Stored dataset items
....

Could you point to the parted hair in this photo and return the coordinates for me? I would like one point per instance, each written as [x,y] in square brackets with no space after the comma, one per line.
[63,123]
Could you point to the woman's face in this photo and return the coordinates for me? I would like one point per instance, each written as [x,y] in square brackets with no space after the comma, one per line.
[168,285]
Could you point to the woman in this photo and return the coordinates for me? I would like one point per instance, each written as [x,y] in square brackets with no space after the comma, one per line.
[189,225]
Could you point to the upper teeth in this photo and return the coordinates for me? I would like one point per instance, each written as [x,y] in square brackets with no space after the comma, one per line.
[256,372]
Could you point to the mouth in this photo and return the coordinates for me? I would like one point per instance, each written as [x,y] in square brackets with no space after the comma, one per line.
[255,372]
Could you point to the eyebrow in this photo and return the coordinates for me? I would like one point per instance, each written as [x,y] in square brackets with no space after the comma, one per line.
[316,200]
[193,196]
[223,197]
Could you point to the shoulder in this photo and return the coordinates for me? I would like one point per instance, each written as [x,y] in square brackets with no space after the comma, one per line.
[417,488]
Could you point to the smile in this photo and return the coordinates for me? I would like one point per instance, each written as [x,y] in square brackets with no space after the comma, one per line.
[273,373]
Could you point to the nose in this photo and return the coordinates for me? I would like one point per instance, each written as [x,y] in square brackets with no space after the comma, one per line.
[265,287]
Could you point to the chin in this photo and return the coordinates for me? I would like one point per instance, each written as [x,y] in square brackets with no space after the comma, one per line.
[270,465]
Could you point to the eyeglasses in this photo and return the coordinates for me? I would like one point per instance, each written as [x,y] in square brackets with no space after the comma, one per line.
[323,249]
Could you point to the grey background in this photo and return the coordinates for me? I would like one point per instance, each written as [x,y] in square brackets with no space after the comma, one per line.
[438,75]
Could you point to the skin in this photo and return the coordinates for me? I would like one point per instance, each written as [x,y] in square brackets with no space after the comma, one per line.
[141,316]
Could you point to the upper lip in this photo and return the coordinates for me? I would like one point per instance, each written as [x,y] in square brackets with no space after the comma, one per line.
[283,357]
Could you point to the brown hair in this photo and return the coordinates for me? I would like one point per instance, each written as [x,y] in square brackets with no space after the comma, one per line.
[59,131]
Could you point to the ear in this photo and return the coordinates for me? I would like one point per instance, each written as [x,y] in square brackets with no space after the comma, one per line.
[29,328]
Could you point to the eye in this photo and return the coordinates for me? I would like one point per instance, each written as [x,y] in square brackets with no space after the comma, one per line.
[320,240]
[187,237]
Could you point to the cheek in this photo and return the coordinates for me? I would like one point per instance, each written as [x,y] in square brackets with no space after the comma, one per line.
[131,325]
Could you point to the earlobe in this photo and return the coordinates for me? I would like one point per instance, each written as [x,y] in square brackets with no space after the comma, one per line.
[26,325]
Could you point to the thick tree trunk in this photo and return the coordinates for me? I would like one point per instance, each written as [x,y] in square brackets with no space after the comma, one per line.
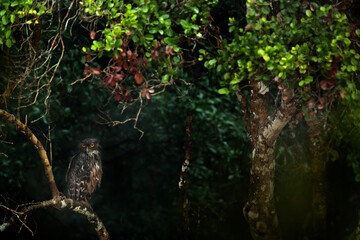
[318,178]
[264,129]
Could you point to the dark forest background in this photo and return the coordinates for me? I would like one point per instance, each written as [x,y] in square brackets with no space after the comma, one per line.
[139,197]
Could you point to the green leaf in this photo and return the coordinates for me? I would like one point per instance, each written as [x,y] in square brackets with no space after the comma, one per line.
[12,18]
[224,91]
[8,43]
[4,20]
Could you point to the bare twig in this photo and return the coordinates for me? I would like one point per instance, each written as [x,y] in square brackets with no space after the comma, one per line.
[64,203]
[37,144]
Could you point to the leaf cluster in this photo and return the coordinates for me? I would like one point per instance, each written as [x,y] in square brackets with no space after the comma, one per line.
[301,45]
[15,14]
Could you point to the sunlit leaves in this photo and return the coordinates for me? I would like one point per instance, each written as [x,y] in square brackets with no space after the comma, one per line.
[303,45]
[19,12]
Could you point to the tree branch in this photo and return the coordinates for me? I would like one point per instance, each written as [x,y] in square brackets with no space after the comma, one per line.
[56,201]
[76,206]
[37,144]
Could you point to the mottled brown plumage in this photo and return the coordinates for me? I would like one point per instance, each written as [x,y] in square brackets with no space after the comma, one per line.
[85,171]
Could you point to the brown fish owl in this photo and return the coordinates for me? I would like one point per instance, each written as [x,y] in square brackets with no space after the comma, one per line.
[85,171]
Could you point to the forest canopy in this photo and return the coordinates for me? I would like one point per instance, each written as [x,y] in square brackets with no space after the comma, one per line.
[217,119]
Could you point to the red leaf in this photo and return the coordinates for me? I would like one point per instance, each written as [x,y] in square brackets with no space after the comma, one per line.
[96,71]
[169,50]
[138,78]
[117,97]
[88,58]
[298,118]
[323,84]
[133,70]
[86,70]
[312,8]
[92,35]
[145,62]
[320,106]
[109,80]
[129,53]
[342,94]
[118,77]
[126,66]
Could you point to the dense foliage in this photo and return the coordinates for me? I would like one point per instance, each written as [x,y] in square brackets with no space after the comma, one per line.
[124,70]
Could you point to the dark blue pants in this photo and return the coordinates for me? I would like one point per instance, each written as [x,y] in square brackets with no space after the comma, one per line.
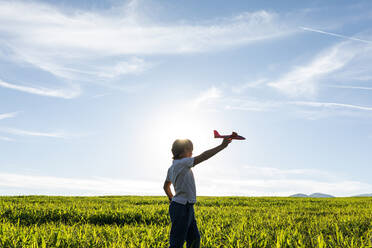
[183,226]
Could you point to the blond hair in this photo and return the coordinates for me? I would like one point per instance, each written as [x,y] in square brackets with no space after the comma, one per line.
[180,146]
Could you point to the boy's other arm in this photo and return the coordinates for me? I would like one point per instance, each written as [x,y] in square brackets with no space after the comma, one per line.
[211,152]
[168,190]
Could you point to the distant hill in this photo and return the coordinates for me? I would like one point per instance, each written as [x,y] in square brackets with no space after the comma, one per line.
[314,195]
[363,195]
[320,195]
[299,195]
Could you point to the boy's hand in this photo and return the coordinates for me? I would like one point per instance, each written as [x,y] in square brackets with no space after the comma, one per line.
[226,142]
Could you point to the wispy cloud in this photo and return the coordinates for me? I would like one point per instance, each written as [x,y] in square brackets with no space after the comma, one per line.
[76,44]
[303,80]
[61,93]
[350,87]
[336,35]
[8,115]
[21,132]
[253,84]
[36,184]
[331,105]
[207,96]
[6,138]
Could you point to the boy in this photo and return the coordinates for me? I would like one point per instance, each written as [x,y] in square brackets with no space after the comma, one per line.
[181,208]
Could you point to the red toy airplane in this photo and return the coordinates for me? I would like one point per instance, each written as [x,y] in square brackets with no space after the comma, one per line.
[232,136]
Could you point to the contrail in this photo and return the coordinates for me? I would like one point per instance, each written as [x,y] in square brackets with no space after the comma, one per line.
[337,35]
[350,87]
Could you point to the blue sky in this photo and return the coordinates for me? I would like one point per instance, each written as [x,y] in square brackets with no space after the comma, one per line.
[93,93]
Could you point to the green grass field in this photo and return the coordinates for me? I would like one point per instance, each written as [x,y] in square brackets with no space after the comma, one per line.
[134,221]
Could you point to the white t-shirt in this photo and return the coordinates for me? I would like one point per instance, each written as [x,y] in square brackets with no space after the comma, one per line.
[182,178]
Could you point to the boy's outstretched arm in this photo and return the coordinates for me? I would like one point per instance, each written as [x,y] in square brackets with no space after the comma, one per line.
[168,190]
[210,153]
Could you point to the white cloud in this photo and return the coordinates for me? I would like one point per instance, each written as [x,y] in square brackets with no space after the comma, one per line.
[61,93]
[207,96]
[337,35]
[8,115]
[6,138]
[73,44]
[253,84]
[20,183]
[350,87]
[21,132]
[331,105]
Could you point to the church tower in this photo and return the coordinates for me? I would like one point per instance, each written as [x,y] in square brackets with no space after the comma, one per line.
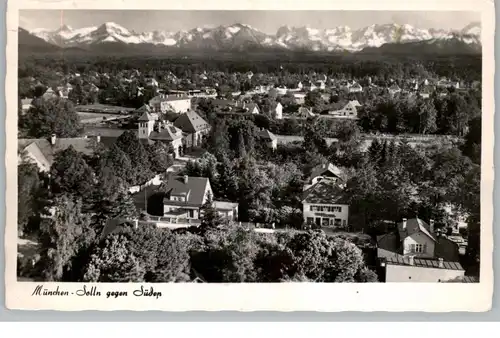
[146,125]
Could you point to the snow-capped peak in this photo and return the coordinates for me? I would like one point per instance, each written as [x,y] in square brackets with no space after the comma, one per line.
[239,35]
[474,28]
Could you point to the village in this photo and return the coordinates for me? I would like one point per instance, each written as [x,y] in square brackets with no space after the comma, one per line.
[273,154]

....

Problem statement: Every record must be copied exactly, with images dropped from the result.

Solution:
Could you point to the parted hair in this photo and return the coordinates for me? I would like one point per instance, each written as [x,y] in square brackets with no space after the comma, one per line.
[63,123]
Could you point to the woman's face in this photo and return the coordinates for me? I would like one point per instance, each written as [x,y] in square brackets with no space after the comma, one per line.
[168,285]
Could you point to the woman in this photo and return the coordinates for me? I would like one point per instance, each written as [x,y] in square brackets with no space after the comma, one per line.
[189,225]
Could you point to the upper teeth in this photo and return the coordinates for me? I would like one point per instance, each written as [x,y] in square brackets with no space after the comma, one per line.
[256,372]
Could you point to the mouth in this photo and return the coordinates for me? I would like one point per instance, each written as [x,y] in square brackets with no space after the comma, one per line.
[255,372]
Could you point to the eyebrow in this photo and return the coordinates for me? I would like one point per instance, each written as [x,y] in square brackets with no space after the comma, one per line.
[316,200]
[193,196]
[223,197]
Could you point to the shoulder in this photo and return the coordinates for me? I would like one point per instance, each written as [x,y] in square brackets with no space after the comma, one per line.
[417,488]
Could you point to the smile in this photo and return the coordinates for me? I would like one point per instance, each written as [x,y] in square brackets with no space after the comma, one per line.
[273,373]
Could you point to the nose in this photo and return the coordinates for me? I would like one point per instance, each written as [x,y] in square brackets with no space after the comma, one per line.
[265,287]
Could you point to the chin in this photo and return the coordinates for me? I would like one point per instance, each written as [x,y] in square brackets with no space after the comma, one per line.
[270,465]
Could you point to the eyeglasses in this photo and return the coordinates for me? I would like one point per instance, each written as [x,y] in square brackets with no space after the comma, one per line.
[323,249]
Could you point to the grey background in this photo and return the coordinates for me? I would like one point per instance, each written as [x,y] in square brackets with no space after the comma, one per line.
[438,75]
Could you point to the skin in this photo and return the coordinates for me? I would like one point per instance, each written as [x,y] in square brackets with no space after the comma, one per line.
[141,316]
Could you point to the upper lip in this photo and return the coordinates for me? I would like one point per instance, each written as [x,y] in square brackets with no space after the comma, one per line.
[283,357]
Could you point to the brown hair in this photo and return the coordinates for me? I would like one point per instance, each written as [x,y] in square brackets with no space after the comma, one per line.
[59,131]
Could you point to the ear in this photo and return the coordinates for me? I would like one point per instance, each written as [x,y] in square brackets with no space after the comma, one per line.
[29,328]
Could you point to the eye in this photo and return the coordinates for me? I would like one point per instance, each written as [x,y] in square brackets with no space after the comma, one per line.
[320,240]
[187,237]
Could you point to the cheek in this photo and return the coordinates for me? I would like one point per instance, each written as [x,y] in square brackets with no space after the comma, one per line.
[131,325]
Could you point to the earlobe in this photo and return the coordinates for me? I would like one point per instance, each written as [x,y] in square brackets with no space after the comma, one per line.
[26,325]
Could you point to the thick tree trunk in this photo and return the coordinates for me? I would like one point per instance, each written as [x,y] in square brackets with no space after the comma, one per line.
[318,178]
[264,129]
Could you point to the dark forest background in this photo and return the coordinates for me? I would like one point per instance, each written as [x,y] in square brackets with no space after the comma, one per line.
[139,197]
Could you point to the green leaf in this photo and return the coordinates for me? I would like one point per instance, each written as [x,y] in square brackets with no space after the comma, one per line.
[12,18]
[224,91]
[8,43]
[4,20]
Could you point to the bare twig in this photo and return the coordinates for me? I would like one point per instance, each written as [x,y] in square brackets with no space after the comma, one per line.
[64,203]
[37,144]
Could you point to the leaf cluster in this photo and return the coordinates for me? I would like one point per instance, each written as [x,y] in square brackets with no space after the comma, one per line.
[301,45]
[15,14]
Could you point to the sunlit leaves in this photo and return the coordinates for me? I would like one point per instance, each written as [x,y] in square brackets with no space after the comma, one per line.
[303,45]
[19,12]
Could you point to the tree branch in this photo and return the coordinates for me? I would like one point per instance, each written as [x,y] in square brackets with no space after the comma, one per line.
[56,201]
[76,206]
[37,144]
Could you point to the mottled brown plumage in this photo and return the coordinates for me? I would like one point per instance, each written as [x,y] in square brackets with no space after the comma, one per line.
[85,171]
Could you point to the brown fish owl in this photo and return the coordinates for me? I would like one point per instance, each written as [x,y] in square brackets with no space after the comma, one per line.
[85,171]
Could you point to the forest canopy in this photo and return the coordinates for me? I would like one point per instance, each written as [x,y] in square brackets with no space after the comma, one per line.
[217,119]
Could you point to the red leaf in this photo and return the coordinates for me? I would like one point per instance, each written as [x,y] in square brackets with no space after the comma, one per line.
[96,71]
[169,50]
[138,78]
[117,97]
[88,58]
[298,118]
[323,84]
[133,70]
[86,70]
[312,8]
[92,35]
[145,62]
[320,106]
[109,80]
[129,53]
[342,94]
[118,77]
[126,66]
Could you point to the dense foliage in this photo and return the coordinates for me? I would like one point per instance, each written as [x,y] in square brackets with no space after the comma, one per line.
[124,70]
Could you point to the dark blue pants in this photo and return the coordinates for me? I would like one point per instance, each written as [x,y] in square brackets with no space after the comma, one per line.
[183,226]
Could you point to the blond hair in this photo and return the coordinates for me? I would like one point per instance, each written as [x,y] in square brackets with no space after the comma, one per line.
[180,146]
Could you point to the boy's other arm in this photo and return the coordinates for me? I would like one point per instance, each written as [x,y] in square brackets with no space after the comma, one per line.
[211,152]
[168,190]
Could you point to the distant hill in this photo and return the coordinates for me? I would like one point per instance, each written as [x,y] in square brackets with no space after the comma, one per line.
[314,195]
[363,195]
[320,195]
[299,195]
Could you point to the boy's hand in this photo and return the coordinates for me? I would like one point per instance, each written as [x,y] in square brackets with no space after the comma, one per line.
[226,142]
Could you point to the wispy cloud in this photo and return the coordinates for me? I would like one point per instance, each written as [x,y] in square brackets with no space after the comma, one per line.
[76,44]
[303,80]
[61,93]
[350,87]
[336,35]
[8,115]
[21,132]
[253,84]
[36,184]
[331,105]
[207,96]
[6,138]
Could you point to the boy in this photo and return the coordinates for me? I would like one point per instance, each written as [x,y] in square brackets with no space after the comma, one per line.
[181,208]
Could you point to the red toy airplane in this photo and return the coordinates for me? I would like one point per instance, each written as [x,y] in square brackets with no space after the comma, one per line.
[232,136]
Could you point to the contrail in this photo and return the coordinates for me? I would like one point per instance, each written as [x,y] in square brackets with no space after the comma, one per line.
[337,35]
[350,87]
Could you point to the blue sky in this photo and return the coordinates for me? I would like one point per instance, each written as [x,y] in square brackets with no space after the comma, one per line.
[93,93]
Could you point to the green grass field in this photo and return the coordinates for me? I would like one point per instance, each written as [x,y] in square brackets with no space after the comma, one per line.
[134,221]
Could you point to the white t-shirt in this photo and return the coordinates for me? I would like one point per instance, each written as [x,y] in square brackets with no space after the comma, one per line.
[182,178]
Could you point to the boy's outstretched arm in this photo and return the coordinates for me? I would like one point per instance, each written as [x,y] in square brackets with no space after the comma, one per line.
[168,190]
[210,153]
Could you point to the white cloud in this photo and return the coordinates for me? I would like one point per instance, each written as [x,y] in square brackets with no space after the comma, one per line.
[61,93]
[207,96]
[337,35]
[8,115]
[6,138]
[73,44]
[253,84]
[20,183]
[350,87]
[21,132]
[331,105]
Could you point to the church tower in this photo and return the coordinates for me? I would like one point per instance, each written as [x,y] in square brackets with no space after the comma, one per line.
[146,125]
Could you point to the snow-capped peak in this photo and return the coordinates for me? I would like one point per instance, each written as [x,y] in square brackets with no space after the comma, one per line.
[239,35]
[474,28]
Could you point to the village in this photo and return the coordinates for me? I would like one point per instance, each written as [x,y] in square brackets with no space after the comma, one per line.
[273,154]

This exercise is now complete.